> _Texte à lire_:
Les Amours jaunes, unique recueil de Tristan Corbière qui paraît en 1873 (et qui passe inaperçu à l’époque), s’inscrit au cœur d’un bouleversement décisif de la conception de poésie. Le romantisme est passé et le Parnasse n’est plus en vogue, tandis que le symbolisme est en train de naître et que le temps des poètes maudits – dont fait partie Corbière – éclot.
La même année paraît Une saison en enfer de Rimbaud tandis que Verlaine rédige Romance sans parole. Bien que Corbière s’intéresse peu à ses contemporains, sa forme poétique rejoint une « modernité » qui se dessine lors de ces années charnières de l’histoire littéraire.
Reconnu comme l’un des principaux artisans de la révolution poétique de la fin du XIXe siècle, Les Amours jaunes excelle par la puissance de son expression poétique.

> _Extraits de données_:
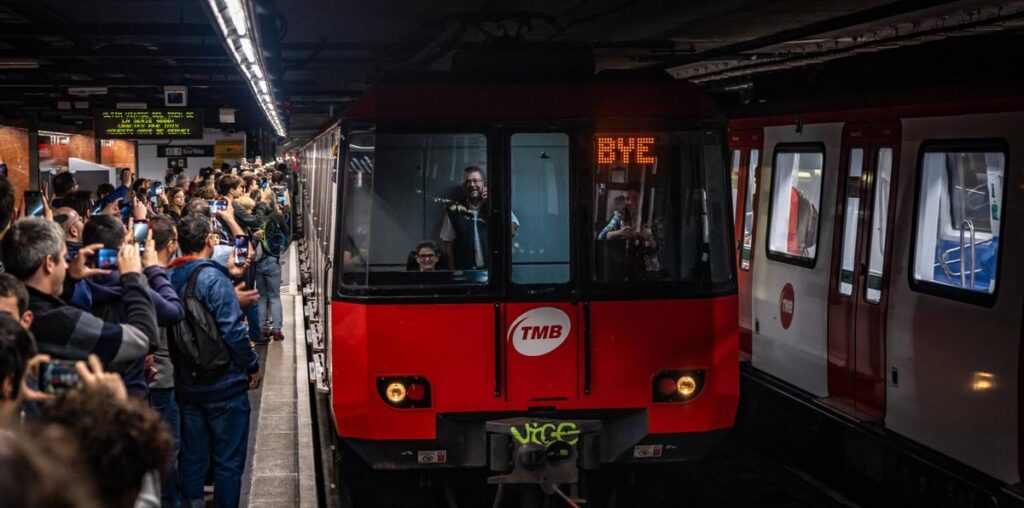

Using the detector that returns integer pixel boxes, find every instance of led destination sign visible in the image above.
[597,136,657,164]
[96,110,203,139]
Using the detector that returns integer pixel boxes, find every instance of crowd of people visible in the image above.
[0,158,292,508]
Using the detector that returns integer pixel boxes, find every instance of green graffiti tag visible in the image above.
[512,422,580,447]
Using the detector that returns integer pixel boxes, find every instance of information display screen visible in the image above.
[96,110,203,139]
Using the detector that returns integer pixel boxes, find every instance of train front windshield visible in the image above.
[339,128,732,292]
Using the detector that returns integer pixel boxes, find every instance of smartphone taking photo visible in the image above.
[132,219,150,252]
[39,359,82,394]
[207,200,227,215]
[234,235,249,266]
[121,197,132,224]
[96,249,118,269]
[25,191,44,217]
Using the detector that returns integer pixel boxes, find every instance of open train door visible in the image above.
[729,128,763,359]
[827,122,900,420]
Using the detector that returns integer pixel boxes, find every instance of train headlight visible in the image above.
[377,376,431,409]
[384,381,406,404]
[676,375,697,397]
[651,369,705,403]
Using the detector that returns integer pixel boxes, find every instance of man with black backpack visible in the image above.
[168,215,262,507]
[256,186,291,340]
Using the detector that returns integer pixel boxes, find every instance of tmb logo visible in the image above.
[778,283,797,330]
[506,307,570,356]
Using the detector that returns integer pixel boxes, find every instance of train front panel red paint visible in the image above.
[332,296,739,439]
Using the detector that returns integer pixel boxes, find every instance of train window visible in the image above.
[768,146,824,267]
[739,149,761,270]
[913,146,1006,294]
[729,150,743,217]
[342,130,490,287]
[864,149,893,303]
[510,132,569,285]
[839,149,864,296]
[593,132,732,283]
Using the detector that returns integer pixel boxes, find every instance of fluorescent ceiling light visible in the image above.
[239,37,256,64]
[224,0,248,36]
[207,0,286,137]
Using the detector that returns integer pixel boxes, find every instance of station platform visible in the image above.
[235,246,317,508]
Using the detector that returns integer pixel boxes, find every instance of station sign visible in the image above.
[157,144,213,157]
[95,110,203,139]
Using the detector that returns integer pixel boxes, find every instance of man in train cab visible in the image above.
[440,166,519,270]
[597,185,659,274]
[407,240,439,271]
[53,207,85,261]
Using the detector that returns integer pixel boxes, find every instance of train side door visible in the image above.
[729,129,762,358]
[501,131,581,406]
[828,122,900,420]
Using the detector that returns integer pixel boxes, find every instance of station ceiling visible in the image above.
[0,0,1024,146]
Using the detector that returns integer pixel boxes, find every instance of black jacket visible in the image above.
[28,273,157,367]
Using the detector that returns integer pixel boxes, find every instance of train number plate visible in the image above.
[416,450,447,464]
[633,445,663,459]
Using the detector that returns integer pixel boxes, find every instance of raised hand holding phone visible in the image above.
[139,229,160,268]
[22,191,46,217]
[75,352,125,401]
[68,244,111,280]
[118,244,142,274]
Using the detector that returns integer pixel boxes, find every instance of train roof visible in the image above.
[342,81,724,124]
[729,83,1024,130]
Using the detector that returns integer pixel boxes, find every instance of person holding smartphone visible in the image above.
[163,214,262,506]
[0,218,157,381]
[69,215,184,398]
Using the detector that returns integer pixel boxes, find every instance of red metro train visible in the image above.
[730,88,1024,506]
[301,82,738,503]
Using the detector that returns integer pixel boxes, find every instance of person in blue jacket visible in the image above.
[168,215,262,508]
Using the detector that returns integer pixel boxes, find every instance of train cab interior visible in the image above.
[913,144,1007,294]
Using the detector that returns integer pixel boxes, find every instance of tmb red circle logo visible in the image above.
[778,283,797,330]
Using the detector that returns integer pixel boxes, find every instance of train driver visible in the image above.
[597,185,659,272]
[440,166,519,270]
[414,240,438,271]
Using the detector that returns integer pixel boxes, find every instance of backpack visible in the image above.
[261,209,291,258]
[167,266,231,381]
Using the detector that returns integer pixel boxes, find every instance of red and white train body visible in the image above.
[730,98,1024,484]
[301,82,738,493]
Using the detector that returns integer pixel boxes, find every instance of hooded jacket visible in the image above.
[69,265,185,397]
[168,256,259,403]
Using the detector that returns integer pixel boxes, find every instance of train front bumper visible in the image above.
[343,409,729,473]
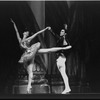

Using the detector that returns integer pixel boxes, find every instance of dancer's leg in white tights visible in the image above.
[57,57,71,94]
[27,64,34,93]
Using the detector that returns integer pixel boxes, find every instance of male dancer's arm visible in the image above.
[23,27,51,42]
[38,46,72,53]
[11,19,25,48]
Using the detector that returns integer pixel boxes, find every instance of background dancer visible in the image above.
[11,20,70,93]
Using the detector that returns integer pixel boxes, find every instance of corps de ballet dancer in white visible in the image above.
[11,19,70,94]
[52,24,72,94]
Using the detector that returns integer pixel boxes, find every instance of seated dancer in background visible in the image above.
[51,24,71,94]
[11,20,70,93]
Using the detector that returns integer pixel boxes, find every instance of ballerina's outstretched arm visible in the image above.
[38,46,72,53]
[11,19,26,48]
[23,27,51,42]
[11,19,21,43]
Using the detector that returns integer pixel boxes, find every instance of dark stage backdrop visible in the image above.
[45,1,100,92]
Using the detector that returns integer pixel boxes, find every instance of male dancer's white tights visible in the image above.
[57,56,71,94]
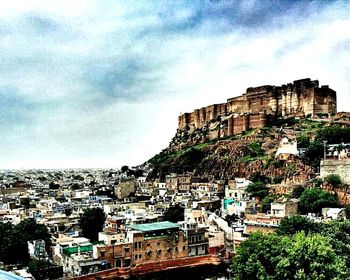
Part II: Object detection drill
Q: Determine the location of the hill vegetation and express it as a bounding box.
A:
[149,118,350,183]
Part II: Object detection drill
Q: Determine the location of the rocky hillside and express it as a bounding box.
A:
[148,114,350,183]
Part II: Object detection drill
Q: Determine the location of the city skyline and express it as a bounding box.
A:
[0,1,350,169]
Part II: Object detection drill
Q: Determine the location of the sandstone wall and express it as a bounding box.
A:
[320,159,350,184]
[179,79,336,132]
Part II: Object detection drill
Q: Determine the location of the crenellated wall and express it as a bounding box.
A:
[179,79,337,135]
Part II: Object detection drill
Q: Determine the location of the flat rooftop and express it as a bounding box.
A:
[127,222,180,232]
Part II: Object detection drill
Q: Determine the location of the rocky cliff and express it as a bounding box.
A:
[177,79,337,149]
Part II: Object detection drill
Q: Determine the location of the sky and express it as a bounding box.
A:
[0,0,350,169]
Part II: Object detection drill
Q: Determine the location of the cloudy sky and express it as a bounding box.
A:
[0,0,350,168]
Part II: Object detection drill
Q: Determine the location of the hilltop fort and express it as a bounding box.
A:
[179,78,337,139]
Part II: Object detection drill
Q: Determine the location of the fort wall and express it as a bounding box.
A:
[179,79,337,133]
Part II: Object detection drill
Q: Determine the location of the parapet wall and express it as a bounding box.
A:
[179,79,337,132]
[320,159,350,184]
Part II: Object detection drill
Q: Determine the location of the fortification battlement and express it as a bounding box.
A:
[179,78,337,132]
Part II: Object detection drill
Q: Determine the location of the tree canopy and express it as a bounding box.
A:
[79,208,106,242]
[231,232,350,280]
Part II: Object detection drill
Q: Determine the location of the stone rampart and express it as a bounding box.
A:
[179,79,336,135]
[320,159,350,184]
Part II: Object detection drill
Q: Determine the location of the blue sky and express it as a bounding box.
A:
[0,0,350,168]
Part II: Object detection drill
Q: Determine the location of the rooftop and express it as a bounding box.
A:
[128,222,180,232]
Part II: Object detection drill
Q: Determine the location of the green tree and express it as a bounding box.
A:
[121,165,129,173]
[261,195,276,213]
[164,204,185,223]
[231,232,350,280]
[298,188,337,214]
[79,208,106,242]
[324,174,342,187]
[291,185,305,198]
[297,134,310,148]
[274,232,350,280]
[231,232,290,280]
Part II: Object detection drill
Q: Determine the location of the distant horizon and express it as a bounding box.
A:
[0,0,350,170]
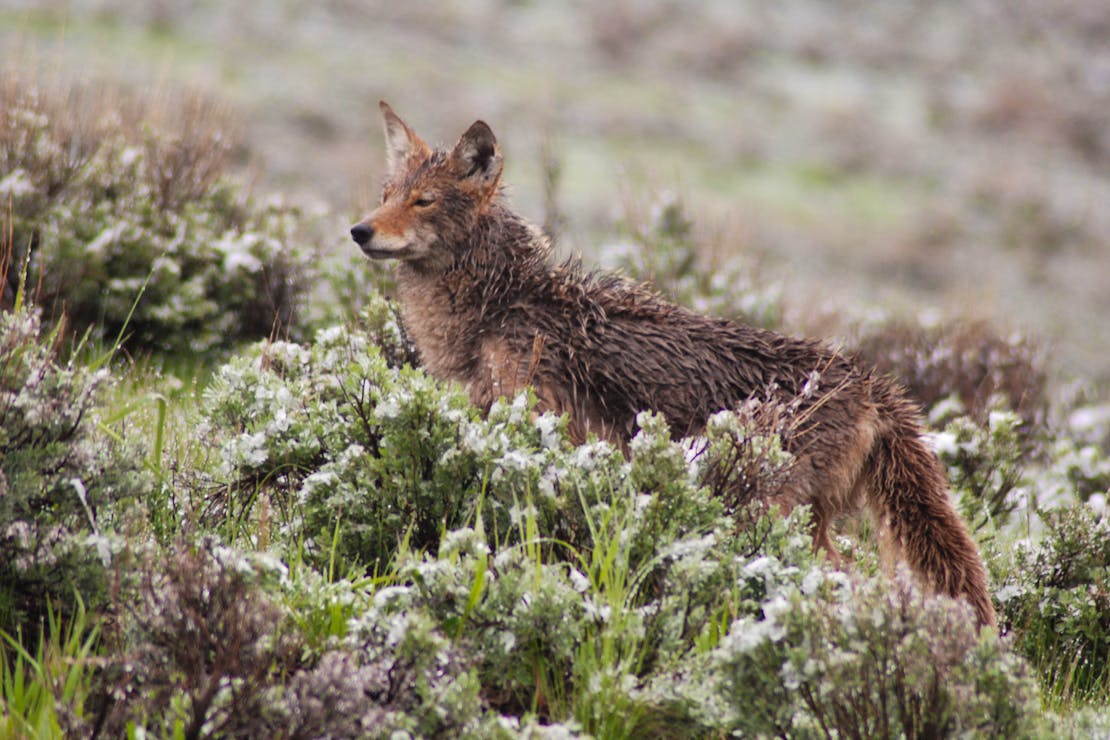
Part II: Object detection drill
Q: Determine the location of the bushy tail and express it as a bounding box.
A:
[868,414,996,626]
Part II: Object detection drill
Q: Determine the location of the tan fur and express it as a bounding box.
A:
[351,103,995,625]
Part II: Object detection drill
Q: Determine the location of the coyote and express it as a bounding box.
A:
[351,102,995,626]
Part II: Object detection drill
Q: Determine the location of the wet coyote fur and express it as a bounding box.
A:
[351,102,995,625]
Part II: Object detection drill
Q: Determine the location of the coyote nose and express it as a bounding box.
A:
[351,223,374,246]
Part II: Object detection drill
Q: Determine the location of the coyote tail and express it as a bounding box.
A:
[867,402,996,627]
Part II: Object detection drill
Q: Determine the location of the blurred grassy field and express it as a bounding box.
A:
[8,0,1110,389]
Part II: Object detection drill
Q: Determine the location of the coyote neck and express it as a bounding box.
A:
[397,209,546,385]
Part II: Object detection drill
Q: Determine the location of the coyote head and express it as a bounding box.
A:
[351,101,502,268]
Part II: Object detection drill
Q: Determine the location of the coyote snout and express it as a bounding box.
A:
[351,103,995,625]
[351,223,374,252]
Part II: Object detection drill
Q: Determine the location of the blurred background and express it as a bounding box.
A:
[0,0,1110,389]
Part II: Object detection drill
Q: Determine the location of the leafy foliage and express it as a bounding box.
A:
[0,74,311,353]
[0,307,151,635]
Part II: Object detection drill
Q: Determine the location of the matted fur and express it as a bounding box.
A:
[352,103,995,625]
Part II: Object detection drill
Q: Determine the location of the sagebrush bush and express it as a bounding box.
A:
[995,503,1110,701]
[0,306,151,640]
[854,321,1048,433]
[0,71,312,353]
[714,574,1037,738]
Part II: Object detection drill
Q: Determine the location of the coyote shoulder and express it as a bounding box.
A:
[351,102,995,625]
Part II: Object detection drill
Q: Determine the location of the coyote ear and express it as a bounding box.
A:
[451,121,503,189]
[377,100,432,175]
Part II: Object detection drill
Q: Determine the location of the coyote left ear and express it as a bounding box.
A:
[451,121,503,190]
[377,100,432,175]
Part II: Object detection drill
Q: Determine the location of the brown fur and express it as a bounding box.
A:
[352,103,995,625]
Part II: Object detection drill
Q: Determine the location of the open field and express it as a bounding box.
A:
[8,0,1110,383]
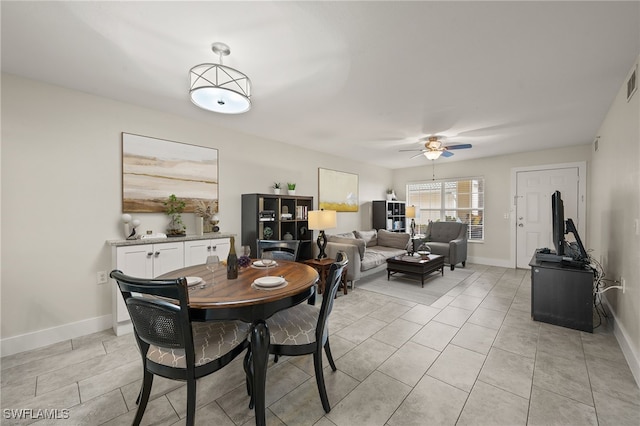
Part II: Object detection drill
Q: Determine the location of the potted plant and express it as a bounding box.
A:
[164,194,187,237]
[194,200,216,235]
[387,188,394,201]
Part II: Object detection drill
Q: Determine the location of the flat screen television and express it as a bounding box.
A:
[551,191,589,263]
[551,191,564,256]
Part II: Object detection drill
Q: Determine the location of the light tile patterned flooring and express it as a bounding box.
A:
[1,265,640,426]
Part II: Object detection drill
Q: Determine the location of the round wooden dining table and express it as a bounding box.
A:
[157,260,319,426]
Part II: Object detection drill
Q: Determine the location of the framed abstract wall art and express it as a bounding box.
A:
[318,168,359,212]
[122,133,219,213]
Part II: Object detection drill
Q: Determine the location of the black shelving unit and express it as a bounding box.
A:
[241,194,313,260]
[372,200,407,232]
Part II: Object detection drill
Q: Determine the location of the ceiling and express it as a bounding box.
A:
[1,0,640,169]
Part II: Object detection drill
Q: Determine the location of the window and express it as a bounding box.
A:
[407,178,484,241]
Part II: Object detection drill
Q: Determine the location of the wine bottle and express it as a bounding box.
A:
[227,237,238,280]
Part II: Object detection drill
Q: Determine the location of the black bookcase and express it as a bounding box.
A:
[372,200,407,232]
[242,194,313,260]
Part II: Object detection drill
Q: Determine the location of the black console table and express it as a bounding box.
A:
[529,255,593,333]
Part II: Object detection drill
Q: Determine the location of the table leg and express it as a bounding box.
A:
[251,320,270,426]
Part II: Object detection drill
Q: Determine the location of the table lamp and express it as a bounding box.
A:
[405,206,416,239]
[308,209,338,260]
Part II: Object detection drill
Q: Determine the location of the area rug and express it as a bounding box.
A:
[356,266,474,305]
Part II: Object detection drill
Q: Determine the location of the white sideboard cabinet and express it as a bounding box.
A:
[184,238,231,266]
[107,234,234,336]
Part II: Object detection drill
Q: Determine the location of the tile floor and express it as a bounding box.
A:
[1,265,640,426]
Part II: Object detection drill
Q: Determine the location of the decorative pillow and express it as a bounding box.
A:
[327,234,365,260]
[353,229,378,247]
[378,229,411,249]
[327,232,356,240]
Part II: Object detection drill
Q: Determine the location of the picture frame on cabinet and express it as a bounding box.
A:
[122,132,220,213]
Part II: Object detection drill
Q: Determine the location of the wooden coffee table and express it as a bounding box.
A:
[387,254,444,287]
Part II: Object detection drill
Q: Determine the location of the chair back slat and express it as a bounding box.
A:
[316,251,349,344]
[111,270,194,357]
[126,297,186,349]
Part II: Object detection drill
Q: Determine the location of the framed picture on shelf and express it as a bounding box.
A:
[318,168,359,212]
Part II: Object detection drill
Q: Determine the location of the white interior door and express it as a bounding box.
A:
[515,166,581,268]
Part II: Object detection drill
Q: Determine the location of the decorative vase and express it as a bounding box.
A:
[196,216,204,235]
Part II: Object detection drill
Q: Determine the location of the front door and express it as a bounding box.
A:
[515,166,582,268]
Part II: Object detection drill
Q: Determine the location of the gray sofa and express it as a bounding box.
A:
[425,222,467,271]
[325,229,410,286]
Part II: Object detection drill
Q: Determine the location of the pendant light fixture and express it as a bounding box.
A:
[189,42,251,114]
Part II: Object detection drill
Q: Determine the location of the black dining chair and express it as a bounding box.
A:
[257,240,300,261]
[110,270,249,425]
[255,251,349,413]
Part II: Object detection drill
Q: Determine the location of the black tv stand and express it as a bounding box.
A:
[529,255,593,333]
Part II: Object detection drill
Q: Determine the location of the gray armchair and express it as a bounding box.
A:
[426,222,467,271]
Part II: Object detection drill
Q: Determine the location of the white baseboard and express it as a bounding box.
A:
[0,314,111,356]
[602,297,640,386]
[467,257,513,269]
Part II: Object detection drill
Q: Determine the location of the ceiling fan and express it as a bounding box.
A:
[400,136,472,160]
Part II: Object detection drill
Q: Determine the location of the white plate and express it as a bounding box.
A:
[253,276,284,287]
[251,281,288,291]
[186,277,202,287]
[251,260,278,268]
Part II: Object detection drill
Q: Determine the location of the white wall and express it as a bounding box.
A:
[1,74,392,355]
[393,146,591,268]
[589,58,640,383]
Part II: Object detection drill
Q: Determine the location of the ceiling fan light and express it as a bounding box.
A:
[424,151,442,160]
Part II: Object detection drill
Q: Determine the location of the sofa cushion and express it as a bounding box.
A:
[327,232,356,240]
[360,248,387,271]
[353,229,378,247]
[327,233,365,260]
[378,229,411,249]
[427,222,463,243]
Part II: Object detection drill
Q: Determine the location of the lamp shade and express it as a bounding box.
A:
[308,210,338,230]
[405,206,416,219]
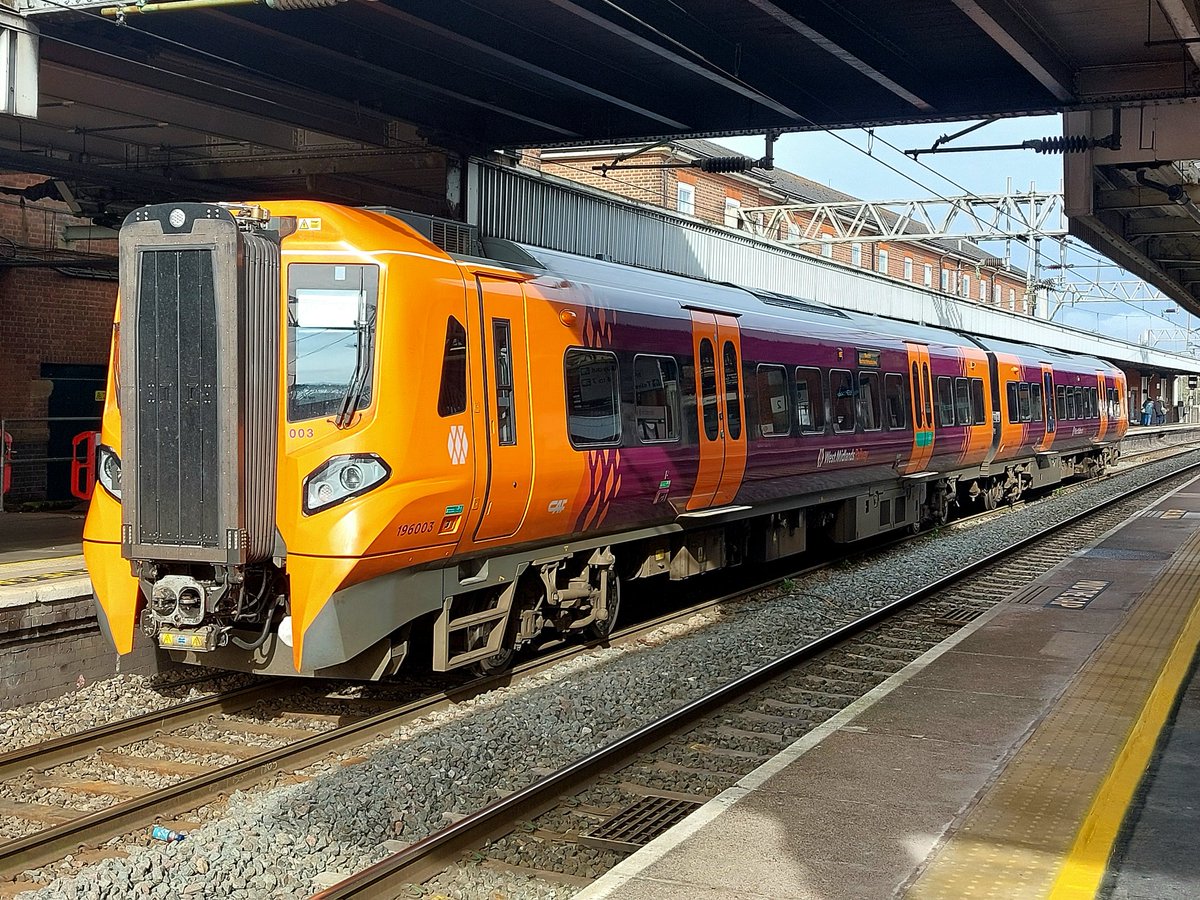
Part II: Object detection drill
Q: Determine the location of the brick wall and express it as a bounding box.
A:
[0,598,162,709]
[539,151,1031,313]
[0,174,116,500]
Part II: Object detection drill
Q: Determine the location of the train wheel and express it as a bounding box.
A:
[583,571,620,641]
[470,647,517,678]
[983,481,1004,510]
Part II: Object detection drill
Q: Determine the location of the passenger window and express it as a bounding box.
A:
[912,362,925,428]
[755,366,792,438]
[564,348,620,448]
[883,372,908,430]
[634,355,679,444]
[1042,372,1055,431]
[858,372,883,431]
[829,368,857,433]
[937,376,954,426]
[971,378,988,425]
[700,337,721,440]
[722,341,742,440]
[920,362,934,428]
[492,319,517,446]
[954,378,971,425]
[796,367,824,434]
[438,316,467,416]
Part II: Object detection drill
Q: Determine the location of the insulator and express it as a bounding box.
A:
[700,156,756,173]
[1027,134,1092,154]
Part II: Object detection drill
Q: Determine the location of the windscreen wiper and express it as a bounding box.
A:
[334,303,376,428]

> _Tâches à réaliser_:
1: Mettez à jour le passage du texte sur Les Amours jaunes qui va de « Les Amours jaunes, unique » jusqu'à « Corbière – éclot. », en remplaçant « inaperçu » par « ignoré ».
2: D'après le texte sur Les Amours jaunes, en quelle année paraît ce recueil de Tristan Corbière ?
3: Prolongez, s'il vous plaît, le texte sur Les Amours jaunes au-delà de sa dernière phrase.
Ces lignes ne jouent aucun rôle dans ce travail.

> _Réponses par tâche_:
1:
Les Amours jaunes, unique recueil de Tristan Corbière qui paraît en 1873 (et qui passe ignoré à l’époque), s’inscrit au cœur d’un bouleversement décisif de la conception de poésie. Le romantisme est passé et le Parnasse n’est plus en vogue, tandis que le symbolisme est en train de naître et que le temps des poètes maudits – dont fait partie Corbière – éclot.

2: En 1873.

3:
Les femmes des Amours jaunes : La cigale, Marcelle, l’actrice et la prostituée. La cigale : Aussi appelée « fille de marbre », « maîtresse », « chair de [lui] », « femelle de l’homme », « muse pucelle », « demoiselle ». Il s’agit en fait de Marcelle, la cigale du poète. Marcelle : Une rime commode, suffisante, qui rime facilement avec « pucelle » ou « demoiselle » et qui surnomme la femme aimée. Elle est parfois assimilée à une jument dans les poèmes discrètement érotiques. Elle est la muse du poète et s’inspire d’une femme aimée : Armida Josefina Cuchiani. L’actrice : La femme que chante Corbière possède une multitude de noms, de surnoms et de masques pour ne remplir qu’un seul rôle. Les huit poèmes de « Paris » consacrent de façon explicite l’univers du théâtre. La prostituée : Ce sont ces femmes aux mœurs légères qui permettent facilement l’oubli : Zoé, Nadjejda, Jane, Mina, Zulma, Hermosa, Jany-Gratis, Bout-dehors, Fond-de-Vase, Garcette-à-ris, Mary-Saloppe. Les cocottes parisiennes, les perruches et les grues amènent l’argot, une langue colorée et pittoresque qui séduit le poète.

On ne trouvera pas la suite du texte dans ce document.